## Your objective
Reproduce every one of the records below word for word, leaving the pictures out of your answer.

>> Start Extracted records

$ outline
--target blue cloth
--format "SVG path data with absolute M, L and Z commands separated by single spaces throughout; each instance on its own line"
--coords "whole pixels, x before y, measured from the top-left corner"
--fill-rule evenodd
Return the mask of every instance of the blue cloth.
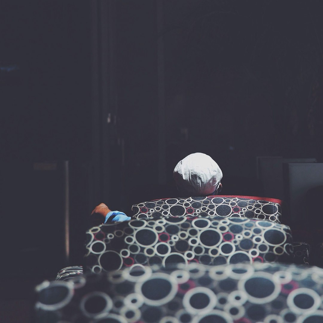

>> End Extracted records

## Output of the task
$ outline
--target blue cloth
--format "SVG path data with absolute M, L and Z commands separated by single spaces throughout; each instance on its own line"
--coords "whole pixels, x before y, measured from the top-left corner"
--fill-rule evenodd
Return the mask of every instance of the blue cloth.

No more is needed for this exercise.